Restrict the use of peek, push and pop helpers only to queue and stack
maps.

Signed-off-by: Mauricio Vasquez B <mauricio.vasquez@polito.it>
---
 kernel/bpf/verifier.c |   14 ++++++++++++++
 1 file changed, 14 insertions(+)

diff --git a/kernel/bpf/verifier.c b/kernel/bpf/verifier.c
index 5bd67feb2f07..9e177ff4a3b9 100644
--- a/kernel/bpf/verifier.c
+++ b/kernel/bpf/verifier.c
@@ -2172,6 +2172,13 @@ static int check_map_func_compatibility(struct bpf_verifier_env *env,
 		if (func_id != BPF_FUNC_sk_select_reuseport)
 			goto error;
 		break;
+	case BPF_MAP_TYPE_QUEUE:
+	case BPF_MAP_TYPE_STACK:
+		if (func_id != BPF_FUNC_map_peek_elem &&
+		    func_id != BPF_FUNC_map_pop_elem &&
+		    func_id != BPF_FUNC_map_push_elem)
+			goto error;
+		break;
 	default:
 		break;
 	}
@@ -2227,6 +2234,13 @@ static int check_map_func_compatibility(struct bpf_verifier_env *env,
 		if (map->map_type != BPF_MAP_TYPE_REUSEPORT_SOCKARRAY)
 			goto error;
 		break;
+	case BPF_FUNC_map_peek_elem:
+	case BPF_FUNC_map_pop_elem:
+	case BPF_FUNC_map_push_elem:
+		if (map->map_type != BPF_MAP_TYPE_QUEUE &&
+		    map->map_type != BPF_MAP_TYPE_STACK)
= = = =
**OBJECTIVE A**
Duplicate the portion of the verifier patch starting at "diff --git a/kernel/bpf/verifier.c" and ending at "func_id != BPF_FUNC_map_push_elem)".
**OBJECTIVE B**
Which file does the verifier patch modify?
**OBJECTIVE C**
For each statement, say whether it agrees with the verifier patch, and quote the words that decide it: (i) The patch limits the peek, push and pop helpers to queue and stack maps. (ii) The patch deletes lines from the file it changes. (iii) The patch is signed off by Mauricio Vasquez B.
Answer using nothing but the verifier patch.

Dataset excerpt
= = = =
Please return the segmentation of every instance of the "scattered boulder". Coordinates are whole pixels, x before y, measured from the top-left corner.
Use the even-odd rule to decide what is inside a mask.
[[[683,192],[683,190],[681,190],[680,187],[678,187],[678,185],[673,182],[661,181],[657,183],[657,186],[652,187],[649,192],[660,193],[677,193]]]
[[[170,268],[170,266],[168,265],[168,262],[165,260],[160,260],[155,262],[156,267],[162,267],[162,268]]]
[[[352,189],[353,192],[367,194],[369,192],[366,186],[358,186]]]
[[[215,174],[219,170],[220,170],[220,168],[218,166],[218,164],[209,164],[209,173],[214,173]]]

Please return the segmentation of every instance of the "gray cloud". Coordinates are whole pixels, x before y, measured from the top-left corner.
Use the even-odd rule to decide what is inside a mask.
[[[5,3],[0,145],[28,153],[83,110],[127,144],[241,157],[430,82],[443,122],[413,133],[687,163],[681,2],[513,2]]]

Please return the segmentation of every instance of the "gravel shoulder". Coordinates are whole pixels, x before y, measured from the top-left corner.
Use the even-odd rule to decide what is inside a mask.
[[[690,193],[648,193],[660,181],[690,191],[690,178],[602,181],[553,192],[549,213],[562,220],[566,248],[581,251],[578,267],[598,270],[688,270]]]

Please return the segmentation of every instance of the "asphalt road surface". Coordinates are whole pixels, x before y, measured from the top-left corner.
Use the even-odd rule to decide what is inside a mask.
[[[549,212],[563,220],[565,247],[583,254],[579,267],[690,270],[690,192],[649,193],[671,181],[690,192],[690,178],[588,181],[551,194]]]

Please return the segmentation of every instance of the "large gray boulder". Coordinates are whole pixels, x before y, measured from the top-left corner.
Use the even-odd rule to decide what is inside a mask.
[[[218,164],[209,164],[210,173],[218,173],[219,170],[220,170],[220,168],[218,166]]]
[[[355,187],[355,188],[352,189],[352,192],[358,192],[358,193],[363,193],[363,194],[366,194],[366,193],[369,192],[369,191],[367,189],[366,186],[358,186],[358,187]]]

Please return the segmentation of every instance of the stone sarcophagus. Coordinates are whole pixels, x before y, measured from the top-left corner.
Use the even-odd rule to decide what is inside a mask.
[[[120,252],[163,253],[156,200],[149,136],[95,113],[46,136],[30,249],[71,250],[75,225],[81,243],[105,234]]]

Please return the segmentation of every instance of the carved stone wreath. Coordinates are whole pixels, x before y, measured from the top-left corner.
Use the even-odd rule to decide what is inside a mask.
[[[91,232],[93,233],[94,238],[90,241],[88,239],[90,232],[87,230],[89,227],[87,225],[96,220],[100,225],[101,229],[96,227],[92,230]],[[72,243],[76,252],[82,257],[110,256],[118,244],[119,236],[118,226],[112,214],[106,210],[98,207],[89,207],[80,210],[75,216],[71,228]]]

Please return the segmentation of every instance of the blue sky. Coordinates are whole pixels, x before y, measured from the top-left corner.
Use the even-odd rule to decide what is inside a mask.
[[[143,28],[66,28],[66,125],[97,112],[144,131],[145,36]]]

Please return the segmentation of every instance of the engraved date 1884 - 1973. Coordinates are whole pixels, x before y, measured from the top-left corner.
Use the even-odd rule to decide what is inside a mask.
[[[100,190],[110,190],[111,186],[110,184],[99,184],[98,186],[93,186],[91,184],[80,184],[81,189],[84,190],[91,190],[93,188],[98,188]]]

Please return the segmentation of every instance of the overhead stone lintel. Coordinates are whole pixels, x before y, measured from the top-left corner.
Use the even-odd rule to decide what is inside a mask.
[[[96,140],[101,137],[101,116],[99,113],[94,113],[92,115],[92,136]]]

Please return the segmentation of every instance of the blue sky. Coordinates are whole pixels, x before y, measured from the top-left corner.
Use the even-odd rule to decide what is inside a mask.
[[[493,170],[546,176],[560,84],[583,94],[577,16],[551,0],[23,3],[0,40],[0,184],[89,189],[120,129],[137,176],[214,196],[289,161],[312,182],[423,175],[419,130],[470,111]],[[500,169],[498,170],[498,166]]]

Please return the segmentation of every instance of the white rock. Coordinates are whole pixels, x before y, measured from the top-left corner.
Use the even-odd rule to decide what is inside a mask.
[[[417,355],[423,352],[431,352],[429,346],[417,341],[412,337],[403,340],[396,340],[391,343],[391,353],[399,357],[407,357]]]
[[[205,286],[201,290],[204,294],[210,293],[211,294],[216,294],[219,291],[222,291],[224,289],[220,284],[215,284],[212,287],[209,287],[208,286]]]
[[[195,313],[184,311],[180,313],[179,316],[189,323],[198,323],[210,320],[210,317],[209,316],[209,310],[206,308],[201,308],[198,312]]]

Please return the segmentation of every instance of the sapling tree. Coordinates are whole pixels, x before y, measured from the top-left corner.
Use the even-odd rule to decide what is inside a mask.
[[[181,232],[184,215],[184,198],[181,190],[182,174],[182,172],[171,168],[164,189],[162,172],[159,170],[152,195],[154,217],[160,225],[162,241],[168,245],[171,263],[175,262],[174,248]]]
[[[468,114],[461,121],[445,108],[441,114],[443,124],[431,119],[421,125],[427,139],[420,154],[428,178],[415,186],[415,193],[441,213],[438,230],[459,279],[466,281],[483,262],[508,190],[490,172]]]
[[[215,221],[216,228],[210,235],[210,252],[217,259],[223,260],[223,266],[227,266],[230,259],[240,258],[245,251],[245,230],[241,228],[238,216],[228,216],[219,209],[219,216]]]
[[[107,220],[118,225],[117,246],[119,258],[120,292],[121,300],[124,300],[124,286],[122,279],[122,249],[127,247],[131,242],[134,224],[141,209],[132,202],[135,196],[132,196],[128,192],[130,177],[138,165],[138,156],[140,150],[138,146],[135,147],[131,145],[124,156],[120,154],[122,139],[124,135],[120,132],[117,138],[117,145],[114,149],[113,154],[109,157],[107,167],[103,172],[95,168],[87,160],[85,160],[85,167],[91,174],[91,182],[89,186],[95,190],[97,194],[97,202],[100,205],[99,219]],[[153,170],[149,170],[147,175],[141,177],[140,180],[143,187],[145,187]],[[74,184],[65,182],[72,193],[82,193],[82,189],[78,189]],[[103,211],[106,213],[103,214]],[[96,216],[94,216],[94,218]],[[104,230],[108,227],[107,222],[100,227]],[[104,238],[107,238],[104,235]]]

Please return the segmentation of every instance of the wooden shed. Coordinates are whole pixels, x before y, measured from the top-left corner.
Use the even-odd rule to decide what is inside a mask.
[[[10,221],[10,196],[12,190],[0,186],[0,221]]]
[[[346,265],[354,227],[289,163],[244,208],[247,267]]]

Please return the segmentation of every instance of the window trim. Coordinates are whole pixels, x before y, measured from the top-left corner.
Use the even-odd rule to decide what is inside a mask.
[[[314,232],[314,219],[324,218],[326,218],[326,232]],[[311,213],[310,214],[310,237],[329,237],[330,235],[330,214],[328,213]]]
= = = =
**SOLUTION A**
diff --git a/kernel/bpf/verifier.c b/kernel/bpf/verifier.c
index 5bd67feb2f07..9e177ff4a3b9 100644
--- a/kernel/bpf/verifier.c
+++ b/kernel/bpf/verifier.c
@@ -2172,6 +2172,13 @@ static int check_map_func_compatibility(struct bpf_verifier_env *env,
 		if (func_id != BPF_FUNC_sk_select_reuseport)
 			goto error;
 		break;
+	case BPF_MAP_TYPE_QUEUE:
+	case BPF_MAP_TYPE_STACK:
+		if (func_id != BPF_FUNC_map_peek_elem &&
+		    func_id != BPF_FUNC_map_pop_elem &&
+		    func_id != BPF_FUNC_map_push_elem)

**SOLUTION B**
kernel/bpf/verifier.c

**SOLUTION C**
(i) Yes: "Restrict the use of peek, push and pop helpers only to queue and stack maps."
(ii) No: "1 file changed, 14 insertions(+)"
(iii) Yes: "Signed-off-by: Mauricio Vasquez B"